YOUR OBJECTIVE
Please restate, word for word, the lines below that begin at the one with "Locate the white paper" and end at the one with "Locate the statue". Leave out all other lines.

━━ DATA PROVIDED ━━

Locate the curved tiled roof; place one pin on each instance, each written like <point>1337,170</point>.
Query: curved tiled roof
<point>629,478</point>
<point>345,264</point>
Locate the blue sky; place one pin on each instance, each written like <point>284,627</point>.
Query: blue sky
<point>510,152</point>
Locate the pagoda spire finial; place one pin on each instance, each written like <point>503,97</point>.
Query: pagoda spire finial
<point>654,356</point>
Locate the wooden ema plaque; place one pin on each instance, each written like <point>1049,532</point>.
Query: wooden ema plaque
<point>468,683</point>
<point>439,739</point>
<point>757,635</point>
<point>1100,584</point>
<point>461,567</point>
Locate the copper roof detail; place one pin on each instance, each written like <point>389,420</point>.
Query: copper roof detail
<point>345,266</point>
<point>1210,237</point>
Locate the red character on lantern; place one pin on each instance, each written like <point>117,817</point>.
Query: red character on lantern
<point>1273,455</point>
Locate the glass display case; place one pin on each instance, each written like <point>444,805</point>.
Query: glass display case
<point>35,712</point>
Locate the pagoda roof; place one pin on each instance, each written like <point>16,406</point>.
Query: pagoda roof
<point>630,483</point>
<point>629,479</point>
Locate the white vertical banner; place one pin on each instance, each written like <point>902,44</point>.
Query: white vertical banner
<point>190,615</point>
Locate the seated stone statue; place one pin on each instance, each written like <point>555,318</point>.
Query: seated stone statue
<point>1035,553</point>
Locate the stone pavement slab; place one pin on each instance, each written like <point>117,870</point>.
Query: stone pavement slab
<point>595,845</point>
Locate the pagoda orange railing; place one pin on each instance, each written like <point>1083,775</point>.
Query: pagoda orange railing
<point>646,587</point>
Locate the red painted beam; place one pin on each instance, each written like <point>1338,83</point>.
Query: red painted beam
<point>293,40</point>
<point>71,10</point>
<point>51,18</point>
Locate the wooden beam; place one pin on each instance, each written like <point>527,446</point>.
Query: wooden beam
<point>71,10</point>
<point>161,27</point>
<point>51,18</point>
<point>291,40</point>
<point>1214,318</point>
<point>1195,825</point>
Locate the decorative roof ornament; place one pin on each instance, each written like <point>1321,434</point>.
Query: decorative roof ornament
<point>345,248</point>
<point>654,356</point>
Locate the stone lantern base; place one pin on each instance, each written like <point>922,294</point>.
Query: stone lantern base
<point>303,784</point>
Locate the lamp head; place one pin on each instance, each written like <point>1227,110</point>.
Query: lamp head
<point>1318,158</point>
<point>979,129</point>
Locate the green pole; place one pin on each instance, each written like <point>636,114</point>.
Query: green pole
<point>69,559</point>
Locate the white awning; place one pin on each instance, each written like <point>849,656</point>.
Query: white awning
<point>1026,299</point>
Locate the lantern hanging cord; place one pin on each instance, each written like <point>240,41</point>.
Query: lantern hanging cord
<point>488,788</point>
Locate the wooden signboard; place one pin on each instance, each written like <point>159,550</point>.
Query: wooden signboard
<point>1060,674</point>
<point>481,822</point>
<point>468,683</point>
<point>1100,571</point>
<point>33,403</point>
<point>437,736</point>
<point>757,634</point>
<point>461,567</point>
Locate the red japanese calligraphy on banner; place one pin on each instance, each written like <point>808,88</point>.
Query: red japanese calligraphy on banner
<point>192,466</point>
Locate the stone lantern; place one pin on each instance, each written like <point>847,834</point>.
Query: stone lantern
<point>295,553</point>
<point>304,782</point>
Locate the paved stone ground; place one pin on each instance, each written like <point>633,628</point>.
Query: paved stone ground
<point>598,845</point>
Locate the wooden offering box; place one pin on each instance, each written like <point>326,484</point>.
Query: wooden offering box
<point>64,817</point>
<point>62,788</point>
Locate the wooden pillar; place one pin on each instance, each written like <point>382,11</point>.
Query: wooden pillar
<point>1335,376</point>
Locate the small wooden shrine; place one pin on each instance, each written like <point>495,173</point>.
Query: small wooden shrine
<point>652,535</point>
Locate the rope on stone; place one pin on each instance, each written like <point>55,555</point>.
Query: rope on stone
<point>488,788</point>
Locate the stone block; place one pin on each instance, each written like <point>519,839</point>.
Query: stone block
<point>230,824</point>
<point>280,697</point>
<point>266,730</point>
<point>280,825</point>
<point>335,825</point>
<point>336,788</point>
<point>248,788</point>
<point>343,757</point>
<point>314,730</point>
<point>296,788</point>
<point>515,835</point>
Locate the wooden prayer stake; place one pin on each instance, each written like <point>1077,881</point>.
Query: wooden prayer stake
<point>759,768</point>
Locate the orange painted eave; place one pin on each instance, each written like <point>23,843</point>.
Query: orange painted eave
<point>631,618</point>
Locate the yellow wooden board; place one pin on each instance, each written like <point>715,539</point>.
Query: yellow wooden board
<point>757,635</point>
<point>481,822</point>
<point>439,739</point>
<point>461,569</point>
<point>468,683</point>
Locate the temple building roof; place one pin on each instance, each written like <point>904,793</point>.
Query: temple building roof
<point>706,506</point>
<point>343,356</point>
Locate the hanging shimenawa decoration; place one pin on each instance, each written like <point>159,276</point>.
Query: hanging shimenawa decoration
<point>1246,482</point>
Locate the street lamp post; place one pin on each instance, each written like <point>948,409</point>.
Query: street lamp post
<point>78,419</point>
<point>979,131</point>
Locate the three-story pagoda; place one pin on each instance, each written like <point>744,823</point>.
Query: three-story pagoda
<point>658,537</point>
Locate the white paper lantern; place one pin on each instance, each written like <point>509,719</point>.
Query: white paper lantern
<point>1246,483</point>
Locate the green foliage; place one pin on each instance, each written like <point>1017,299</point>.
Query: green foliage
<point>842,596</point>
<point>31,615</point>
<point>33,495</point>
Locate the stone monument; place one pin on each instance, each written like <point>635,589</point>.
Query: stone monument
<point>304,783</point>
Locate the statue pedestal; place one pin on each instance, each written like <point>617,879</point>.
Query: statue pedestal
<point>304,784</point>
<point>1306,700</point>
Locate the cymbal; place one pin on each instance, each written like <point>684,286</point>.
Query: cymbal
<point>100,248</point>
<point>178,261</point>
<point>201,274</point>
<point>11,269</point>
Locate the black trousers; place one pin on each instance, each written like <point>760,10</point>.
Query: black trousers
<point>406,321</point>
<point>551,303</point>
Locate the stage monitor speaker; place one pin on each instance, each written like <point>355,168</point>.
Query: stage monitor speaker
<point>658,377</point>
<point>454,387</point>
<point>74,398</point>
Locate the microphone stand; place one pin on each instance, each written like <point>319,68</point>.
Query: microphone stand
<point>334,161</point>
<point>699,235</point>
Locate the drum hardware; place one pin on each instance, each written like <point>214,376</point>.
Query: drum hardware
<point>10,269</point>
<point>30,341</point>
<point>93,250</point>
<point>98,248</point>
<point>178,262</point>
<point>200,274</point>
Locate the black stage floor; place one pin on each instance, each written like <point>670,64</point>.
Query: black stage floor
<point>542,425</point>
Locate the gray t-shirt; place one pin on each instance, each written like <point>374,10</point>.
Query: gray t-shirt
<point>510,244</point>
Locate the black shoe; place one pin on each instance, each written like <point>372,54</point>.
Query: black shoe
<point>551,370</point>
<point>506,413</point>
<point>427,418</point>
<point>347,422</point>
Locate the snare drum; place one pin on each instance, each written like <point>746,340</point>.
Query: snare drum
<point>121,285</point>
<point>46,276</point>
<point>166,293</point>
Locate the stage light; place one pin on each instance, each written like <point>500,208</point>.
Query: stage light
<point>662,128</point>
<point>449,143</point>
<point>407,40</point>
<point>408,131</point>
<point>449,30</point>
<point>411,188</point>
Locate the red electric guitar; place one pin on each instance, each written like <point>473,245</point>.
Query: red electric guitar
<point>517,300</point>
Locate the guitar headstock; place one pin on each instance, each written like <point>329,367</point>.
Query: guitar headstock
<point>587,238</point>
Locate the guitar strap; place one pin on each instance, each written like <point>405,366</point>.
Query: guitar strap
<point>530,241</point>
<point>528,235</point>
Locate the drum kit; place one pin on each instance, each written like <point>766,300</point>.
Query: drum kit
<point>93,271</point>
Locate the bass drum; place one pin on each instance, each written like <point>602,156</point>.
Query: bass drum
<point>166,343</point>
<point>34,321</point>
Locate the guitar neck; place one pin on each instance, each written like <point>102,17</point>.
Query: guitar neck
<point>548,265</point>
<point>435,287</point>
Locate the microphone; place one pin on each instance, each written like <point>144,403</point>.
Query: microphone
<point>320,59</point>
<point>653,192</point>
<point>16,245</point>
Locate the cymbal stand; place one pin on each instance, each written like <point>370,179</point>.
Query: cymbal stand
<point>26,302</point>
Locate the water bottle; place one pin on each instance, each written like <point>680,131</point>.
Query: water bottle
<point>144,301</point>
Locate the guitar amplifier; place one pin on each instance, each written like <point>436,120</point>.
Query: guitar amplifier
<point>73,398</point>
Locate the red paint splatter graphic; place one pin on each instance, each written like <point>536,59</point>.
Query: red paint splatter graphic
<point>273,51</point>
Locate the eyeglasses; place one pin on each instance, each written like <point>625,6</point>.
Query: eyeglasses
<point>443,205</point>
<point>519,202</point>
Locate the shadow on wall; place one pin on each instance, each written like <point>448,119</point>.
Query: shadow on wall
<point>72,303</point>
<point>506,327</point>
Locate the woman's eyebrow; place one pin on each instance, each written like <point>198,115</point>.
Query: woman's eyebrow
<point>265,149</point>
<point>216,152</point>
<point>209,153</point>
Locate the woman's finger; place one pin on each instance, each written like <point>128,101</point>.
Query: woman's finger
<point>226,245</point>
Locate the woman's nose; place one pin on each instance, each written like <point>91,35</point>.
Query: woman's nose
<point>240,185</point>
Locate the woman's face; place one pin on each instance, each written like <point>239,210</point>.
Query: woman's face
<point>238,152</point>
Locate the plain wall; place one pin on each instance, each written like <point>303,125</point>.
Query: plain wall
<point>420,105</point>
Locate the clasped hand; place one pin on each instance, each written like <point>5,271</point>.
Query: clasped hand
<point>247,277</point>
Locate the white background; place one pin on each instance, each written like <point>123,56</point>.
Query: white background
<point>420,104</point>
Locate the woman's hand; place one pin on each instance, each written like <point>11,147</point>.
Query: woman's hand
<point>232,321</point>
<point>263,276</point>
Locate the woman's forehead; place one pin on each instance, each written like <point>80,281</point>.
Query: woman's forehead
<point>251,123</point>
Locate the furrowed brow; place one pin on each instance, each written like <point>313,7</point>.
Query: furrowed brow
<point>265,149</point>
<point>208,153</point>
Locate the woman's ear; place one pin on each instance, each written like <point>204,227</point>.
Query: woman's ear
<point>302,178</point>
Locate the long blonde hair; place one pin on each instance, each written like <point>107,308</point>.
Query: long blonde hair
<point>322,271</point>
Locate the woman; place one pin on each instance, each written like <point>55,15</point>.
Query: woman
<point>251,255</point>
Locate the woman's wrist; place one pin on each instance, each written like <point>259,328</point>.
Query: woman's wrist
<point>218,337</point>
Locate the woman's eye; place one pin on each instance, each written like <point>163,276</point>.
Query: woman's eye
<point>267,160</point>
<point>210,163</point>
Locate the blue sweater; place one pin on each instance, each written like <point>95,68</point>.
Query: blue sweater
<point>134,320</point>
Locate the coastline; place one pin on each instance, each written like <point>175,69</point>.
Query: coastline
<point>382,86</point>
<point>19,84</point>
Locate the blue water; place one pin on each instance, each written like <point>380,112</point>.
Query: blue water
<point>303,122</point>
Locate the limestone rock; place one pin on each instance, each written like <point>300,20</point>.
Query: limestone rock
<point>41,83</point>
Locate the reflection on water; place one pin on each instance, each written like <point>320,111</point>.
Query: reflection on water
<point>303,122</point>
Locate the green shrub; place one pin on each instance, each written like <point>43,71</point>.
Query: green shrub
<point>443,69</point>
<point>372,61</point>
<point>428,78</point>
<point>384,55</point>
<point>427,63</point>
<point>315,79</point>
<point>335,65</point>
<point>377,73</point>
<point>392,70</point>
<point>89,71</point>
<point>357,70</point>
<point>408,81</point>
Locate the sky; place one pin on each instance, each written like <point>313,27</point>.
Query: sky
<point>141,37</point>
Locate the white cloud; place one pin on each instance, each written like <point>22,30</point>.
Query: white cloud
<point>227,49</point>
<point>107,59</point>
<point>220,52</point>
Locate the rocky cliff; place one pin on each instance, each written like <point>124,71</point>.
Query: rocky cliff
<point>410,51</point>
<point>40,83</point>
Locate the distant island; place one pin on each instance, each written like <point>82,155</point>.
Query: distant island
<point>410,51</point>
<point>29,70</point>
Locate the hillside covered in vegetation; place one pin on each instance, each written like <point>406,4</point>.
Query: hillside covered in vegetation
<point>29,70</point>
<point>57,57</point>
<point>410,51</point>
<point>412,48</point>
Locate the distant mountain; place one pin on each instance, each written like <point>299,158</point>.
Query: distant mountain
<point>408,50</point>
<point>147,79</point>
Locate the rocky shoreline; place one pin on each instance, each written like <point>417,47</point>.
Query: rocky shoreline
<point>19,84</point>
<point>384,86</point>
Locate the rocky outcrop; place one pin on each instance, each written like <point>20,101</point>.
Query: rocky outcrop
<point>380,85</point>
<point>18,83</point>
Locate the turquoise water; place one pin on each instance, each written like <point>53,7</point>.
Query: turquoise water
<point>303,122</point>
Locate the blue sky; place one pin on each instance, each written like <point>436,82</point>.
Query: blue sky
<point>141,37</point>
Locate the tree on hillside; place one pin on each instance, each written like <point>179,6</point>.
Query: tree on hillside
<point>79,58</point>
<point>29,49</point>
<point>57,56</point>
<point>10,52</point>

━━━

SOLUTION BELOW
Locate the white paper lantern; place one pin on each instance, each written like <point>509,719</point>.
Query: white paper lantern
<point>1246,483</point>
Locate the green foliage; place one pin on each instance, each written like <point>1017,299</point>.
Query: green foliage
<point>842,596</point>
<point>31,615</point>
<point>33,495</point>
Locate the stone monument; place one pin on each instance, each written like <point>635,589</point>.
Query: stone monument
<point>304,783</point>
Locate the statue pedestal; place one pin on each instance, each written like <point>617,879</point>.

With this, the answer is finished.